# Exercise requirements:
Reproduce the records below exactly as they appear.

————————

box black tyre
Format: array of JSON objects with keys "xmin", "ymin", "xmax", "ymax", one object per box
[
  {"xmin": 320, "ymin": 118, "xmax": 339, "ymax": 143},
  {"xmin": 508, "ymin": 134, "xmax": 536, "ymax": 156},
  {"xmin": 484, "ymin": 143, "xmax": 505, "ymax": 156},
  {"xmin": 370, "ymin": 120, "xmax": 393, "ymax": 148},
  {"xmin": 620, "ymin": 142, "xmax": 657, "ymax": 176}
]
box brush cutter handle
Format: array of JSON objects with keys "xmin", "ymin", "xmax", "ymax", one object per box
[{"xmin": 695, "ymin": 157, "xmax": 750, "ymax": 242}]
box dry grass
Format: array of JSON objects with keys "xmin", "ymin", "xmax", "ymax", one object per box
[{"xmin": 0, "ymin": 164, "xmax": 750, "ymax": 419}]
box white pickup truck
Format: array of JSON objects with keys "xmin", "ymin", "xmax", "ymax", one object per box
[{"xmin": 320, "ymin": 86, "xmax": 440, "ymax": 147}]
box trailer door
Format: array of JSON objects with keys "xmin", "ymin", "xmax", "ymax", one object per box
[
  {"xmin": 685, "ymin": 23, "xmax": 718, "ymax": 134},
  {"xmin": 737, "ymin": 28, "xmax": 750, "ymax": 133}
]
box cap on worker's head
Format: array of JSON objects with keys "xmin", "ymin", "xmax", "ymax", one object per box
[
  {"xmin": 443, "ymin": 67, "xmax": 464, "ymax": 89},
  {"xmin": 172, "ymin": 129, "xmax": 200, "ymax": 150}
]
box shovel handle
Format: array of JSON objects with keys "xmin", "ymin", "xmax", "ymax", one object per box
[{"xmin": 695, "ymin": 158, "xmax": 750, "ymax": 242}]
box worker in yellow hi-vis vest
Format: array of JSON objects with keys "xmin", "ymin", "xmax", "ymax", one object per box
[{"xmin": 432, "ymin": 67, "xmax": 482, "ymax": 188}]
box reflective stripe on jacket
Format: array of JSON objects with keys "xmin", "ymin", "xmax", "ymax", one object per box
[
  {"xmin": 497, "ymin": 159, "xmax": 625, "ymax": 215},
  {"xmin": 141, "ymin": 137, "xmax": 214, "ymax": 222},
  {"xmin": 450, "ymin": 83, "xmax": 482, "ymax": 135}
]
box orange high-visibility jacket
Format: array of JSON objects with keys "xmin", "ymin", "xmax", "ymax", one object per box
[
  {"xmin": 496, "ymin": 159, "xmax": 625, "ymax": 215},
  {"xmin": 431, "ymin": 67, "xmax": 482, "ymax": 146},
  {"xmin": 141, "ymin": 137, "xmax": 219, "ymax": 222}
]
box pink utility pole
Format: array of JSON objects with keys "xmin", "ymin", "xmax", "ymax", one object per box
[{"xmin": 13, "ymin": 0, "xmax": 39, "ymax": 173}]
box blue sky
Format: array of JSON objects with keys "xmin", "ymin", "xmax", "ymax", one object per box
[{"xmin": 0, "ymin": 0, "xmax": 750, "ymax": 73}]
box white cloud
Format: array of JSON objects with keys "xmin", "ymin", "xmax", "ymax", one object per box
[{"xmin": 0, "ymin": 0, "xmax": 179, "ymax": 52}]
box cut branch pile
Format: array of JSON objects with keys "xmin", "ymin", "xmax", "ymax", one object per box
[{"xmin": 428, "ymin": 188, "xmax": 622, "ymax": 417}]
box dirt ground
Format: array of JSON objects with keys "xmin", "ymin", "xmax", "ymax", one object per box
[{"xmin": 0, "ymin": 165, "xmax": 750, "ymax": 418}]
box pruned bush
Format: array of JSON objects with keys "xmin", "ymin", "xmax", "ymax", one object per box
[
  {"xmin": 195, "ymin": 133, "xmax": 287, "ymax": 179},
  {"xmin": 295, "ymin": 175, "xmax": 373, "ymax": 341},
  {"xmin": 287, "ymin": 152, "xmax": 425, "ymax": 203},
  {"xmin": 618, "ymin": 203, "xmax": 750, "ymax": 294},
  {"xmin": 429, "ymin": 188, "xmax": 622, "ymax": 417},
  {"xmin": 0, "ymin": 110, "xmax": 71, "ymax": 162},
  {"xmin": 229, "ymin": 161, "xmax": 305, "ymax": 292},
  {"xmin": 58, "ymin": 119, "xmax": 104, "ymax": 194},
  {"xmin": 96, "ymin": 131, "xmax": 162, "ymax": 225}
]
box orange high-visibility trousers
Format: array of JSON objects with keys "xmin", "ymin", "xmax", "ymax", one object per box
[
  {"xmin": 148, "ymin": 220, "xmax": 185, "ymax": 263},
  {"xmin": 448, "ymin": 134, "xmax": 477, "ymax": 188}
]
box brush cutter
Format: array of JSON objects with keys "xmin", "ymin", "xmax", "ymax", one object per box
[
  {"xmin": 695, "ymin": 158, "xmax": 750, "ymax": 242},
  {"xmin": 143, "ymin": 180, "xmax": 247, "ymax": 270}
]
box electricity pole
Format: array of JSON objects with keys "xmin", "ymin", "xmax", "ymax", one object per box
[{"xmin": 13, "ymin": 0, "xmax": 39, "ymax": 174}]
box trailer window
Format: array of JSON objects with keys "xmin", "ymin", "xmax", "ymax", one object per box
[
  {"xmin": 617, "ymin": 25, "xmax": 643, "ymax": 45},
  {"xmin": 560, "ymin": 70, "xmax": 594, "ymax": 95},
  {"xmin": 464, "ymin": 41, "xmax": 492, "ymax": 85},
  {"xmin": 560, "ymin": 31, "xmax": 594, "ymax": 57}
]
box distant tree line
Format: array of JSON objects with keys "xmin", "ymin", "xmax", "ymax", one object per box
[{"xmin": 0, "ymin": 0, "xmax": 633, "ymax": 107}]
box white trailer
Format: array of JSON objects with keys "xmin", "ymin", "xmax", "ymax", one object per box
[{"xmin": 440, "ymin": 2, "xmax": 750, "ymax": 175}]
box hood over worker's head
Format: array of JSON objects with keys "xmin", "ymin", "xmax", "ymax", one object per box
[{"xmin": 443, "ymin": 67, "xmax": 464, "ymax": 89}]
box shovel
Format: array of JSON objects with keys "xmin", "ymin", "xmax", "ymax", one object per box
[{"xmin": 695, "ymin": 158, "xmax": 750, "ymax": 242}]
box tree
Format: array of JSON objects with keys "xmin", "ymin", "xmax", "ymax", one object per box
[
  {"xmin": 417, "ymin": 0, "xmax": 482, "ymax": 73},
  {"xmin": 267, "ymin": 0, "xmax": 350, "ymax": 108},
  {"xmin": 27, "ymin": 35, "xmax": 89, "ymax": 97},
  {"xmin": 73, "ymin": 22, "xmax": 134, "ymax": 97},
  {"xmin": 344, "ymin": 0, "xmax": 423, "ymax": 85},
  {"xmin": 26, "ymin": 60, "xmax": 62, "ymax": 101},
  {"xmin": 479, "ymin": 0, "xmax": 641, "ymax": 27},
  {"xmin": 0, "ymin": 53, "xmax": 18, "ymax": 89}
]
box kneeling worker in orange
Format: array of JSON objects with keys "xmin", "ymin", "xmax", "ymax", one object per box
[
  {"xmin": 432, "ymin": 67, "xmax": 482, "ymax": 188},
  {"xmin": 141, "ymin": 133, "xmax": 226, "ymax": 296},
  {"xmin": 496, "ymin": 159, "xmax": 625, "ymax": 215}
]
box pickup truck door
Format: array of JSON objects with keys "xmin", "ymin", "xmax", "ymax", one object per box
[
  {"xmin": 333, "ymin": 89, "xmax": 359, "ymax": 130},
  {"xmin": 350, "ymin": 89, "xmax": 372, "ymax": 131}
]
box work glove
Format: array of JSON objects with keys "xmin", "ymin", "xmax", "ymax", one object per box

————————

# Answer to this exercise:
box black tyre
Format: array of JSON objects with keys "xmin", "ymin", "xmax", "ymax", one object per box
[
  {"xmin": 320, "ymin": 118, "xmax": 339, "ymax": 143},
  {"xmin": 508, "ymin": 134, "xmax": 536, "ymax": 156},
  {"xmin": 484, "ymin": 143, "xmax": 505, "ymax": 156},
  {"xmin": 370, "ymin": 120, "xmax": 393, "ymax": 148},
  {"xmin": 620, "ymin": 142, "xmax": 657, "ymax": 176}
]
box brush cutter handle
Format: array of JSON objects with keys "xmin", "ymin", "xmax", "ymax", one object per box
[{"xmin": 695, "ymin": 157, "xmax": 750, "ymax": 242}]
box dry grass
Format: array of JSON objects with keys "xmin", "ymin", "xmax", "ymax", one object per box
[{"xmin": 0, "ymin": 164, "xmax": 750, "ymax": 419}]
box white pickup truck
Format: array of JSON objects with keys "xmin", "ymin", "xmax", "ymax", one object per box
[{"xmin": 320, "ymin": 86, "xmax": 440, "ymax": 147}]
box trailer door
Format: array of JSON objects with keys "xmin", "ymin", "xmax", "ymax", one object per box
[
  {"xmin": 685, "ymin": 23, "xmax": 718, "ymax": 134},
  {"xmin": 737, "ymin": 28, "xmax": 750, "ymax": 133}
]
box cap on worker's head
Format: array of JSON objects with keys "xmin", "ymin", "xmax", "ymax", one object per box
[
  {"xmin": 443, "ymin": 67, "xmax": 464, "ymax": 89},
  {"xmin": 172, "ymin": 129, "xmax": 200, "ymax": 150}
]
box shovel handle
Format: array of JSON objects with keys "xmin", "ymin", "xmax", "ymax", one object per box
[{"xmin": 695, "ymin": 158, "xmax": 750, "ymax": 242}]
box worker in yellow hi-vis vest
Format: array of JSON objects with keys "xmin", "ymin", "xmax", "ymax", one object per box
[{"xmin": 432, "ymin": 67, "xmax": 482, "ymax": 188}]
box reflective stripe on jacket
Format: array of JSON objects with keys "xmin", "ymin", "xmax", "ymax", one object per box
[
  {"xmin": 497, "ymin": 159, "xmax": 625, "ymax": 215},
  {"xmin": 141, "ymin": 137, "xmax": 214, "ymax": 222},
  {"xmin": 450, "ymin": 83, "xmax": 482, "ymax": 135}
]
box orange high-visibility jacket
Format: array of JSON objects with keys "xmin", "ymin", "xmax", "ymax", one object per box
[
  {"xmin": 496, "ymin": 159, "xmax": 625, "ymax": 215},
  {"xmin": 431, "ymin": 67, "xmax": 482, "ymax": 146},
  {"xmin": 141, "ymin": 137, "xmax": 219, "ymax": 222}
]
box pink utility pole
Format: array of JSON objects with keys "xmin", "ymin", "xmax", "ymax", one object per box
[{"xmin": 13, "ymin": 0, "xmax": 39, "ymax": 173}]
box blue sky
Format: array of JSON objects with keys "xmin", "ymin", "xmax", "ymax", one object per box
[{"xmin": 0, "ymin": 0, "xmax": 750, "ymax": 73}]
box white cloud
Format: array of JSON objects with keys "xmin", "ymin", "xmax", "ymax", one object per box
[{"xmin": 0, "ymin": 0, "xmax": 179, "ymax": 52}]
box cut branch pile
Format: array of JSON objects with keys "xmin", "ymin", "xmax", "ymax", one object per box
[{"xmin": 428, "ymin": 188, "xmax": 622, "ymax": 417}]
box dirt ground
Format: array of JSON objects with keys "xmin", "ymin", "xmax", "ymax", one object per box
[{"xmin": 0, "ymin": 165, "xmax": 750, "ymax": 418}]
box pruned bush
Format: array of JSON objects with keys "xmin", "ymin", "xmax", "ymax", one object per box
[
  {"xmin": 195, "ymin": 133, "xmax": 287, "ymax": 179},
  {"xmin": 295, "ymin": 175, "xmax": 373, "ymax": 341},
  {"xmin": 287, "ymin": 152, "xmax": 425, "ymax": 203},
  {"xmin": 618, "ymin": 203, "xmax": 750, "ymax": 294},
  {"xmin": 429, "ymin": 188, "xmax": 622, "ymax": 417},
  {"xmin": 0, "ymin": 110, "xmax": 71, "ymax": 162},
  {"xmin": 229, "ymin": 161, "xmax": 305, "ymax": 292},
  {"xmin": 58, "ymin": 119, "xmax": 104, "ymax": 194},
  {"xmin": 96, "ymin": 131, "xmax": 162, "ymax": 225}
]
box orange high-visibility trousers
Format: array of JSON objects with keys "xmin", "ymin", "xmax", "ymax", one object per box
[
  {"xmin": 148, "ymin": 220, "xmax": 185, "ymax": 263},
  {"xmin": 448, "ymin": 134, "xmax": 477, "ymax": 188}
]
box brush cutter
Format: array of JSON objects with keys "xmin", "ymin", "xmax", "ymax", one object per box
[
  {"xmin": 695, "ymin": 158, "xmax": 750, "ymax": 242},
  {"xmin": 143, "ymin": 180, "xmax": 247, "ymax": 270}
]
box electricity pole
Format: array of JSON objects with keys "xmin", "ymin", "xmax", "ymax", one object per box
[{"xmin": 13, "ymin": 0, "xmax": 39, "ymax": 174}]
box trailer window
Format: array of JSON objects with keys "xmin", "ymin", "xmax", "ymax", one object per box
[
  {"xmin": 617, "ymin": 25, "xmax": 643, "ymax": 45},
  {"xmin": 560, "ymin": 70, "xmax": 594, "ymax": 95},
  {"xmin": 464, "ymin": 41, "xmax": 492, "ymax": 85},
  {"xmin": 560, "ymin": 31, "xmax": 594, "ymax": 57}
]
box distant tree line
Format: array of JSON objects with keys "xmin", "ymin", "xmax", "ymax", one object per box
[{"xmin": 0, "ymin": 0, "xmax": 633, "ymax": 107}]
box white trailer
Format: array of JSON objects with keys "xmin", "ymin", "xmax", "ymax", one object per box
[{"xmin": 440, "ymin": 2, "xmax": 750, "ymax": 175}]
box hood over worker's head
Format: array of JSON objects with keys "xmin", "ymin", "xmax", "ymax", one object per box
[{"xmin": 443, "ymin": 67, "xmax": 464, "ymax": 89}]
box shovel
Format: array of JSON objects with keys "xmin", "ymin", "xmax", "ymax", one object per box
[{"xmin": 695, "ymin": 158, "xmax": 750, "ymax": 242}]
box tree
Format: array of JSON objects with keys "xmin", "ymin", "xmax", "ymax", one object per box
[
  {"xmin": 417, "ymin": 0, "xmax": 482, "ymax": 73},
  {"xmin": 267, "ymin": 0, "xmax": 350, "ymax": 108},
  {"xmin": 27, "ymin": 35, "xmax": 89, "ymax": 97},
  {"xmin": 73, "ymin": 22, "xmax": 134, "ymax": 97},
  {"xmin": 344, "ymin": 0, "xmax": 423, "ymax": 85},
  {"xmin": 26, "ymin": 60, "xmax": 62, "ymax": 101},
  {"xmin": 479, "ymin": 0, "xmax": 641, "ymax": 27},
  {"xmin": 0, "ymin": 53, "xmax": 18, "ymax": 89}
]
box kneeling worker in orange
Format: array of JSON objects with keys "xmin", "ymin", "xmax", "ymax", one object per box
[
  {"xmin": 432, "ymin": 67, "xmax": 482, "ymax": 188},
  {"xmin": 141, "ymin": 133, "xmax": 226, "ymax": 296},
  {"xmin": 496, "ymin": 159, "xmax": 625, "ymax": 215}
]
box pickup truck door
Format: array of JSON objects with keys "xmin", "ymin", "xmax", "ymax", one object per box
[
  {"xmin": 333, "ymin": 89, "xmax": 359, "ymax": 130},
  {"xmin": 350, "ymin": 89, "xmax": 372, "ymax": 131}
]
box work glove
Format: array of JSON objects with keys "xmin", "ymin", "xmax", "ymax", one object per box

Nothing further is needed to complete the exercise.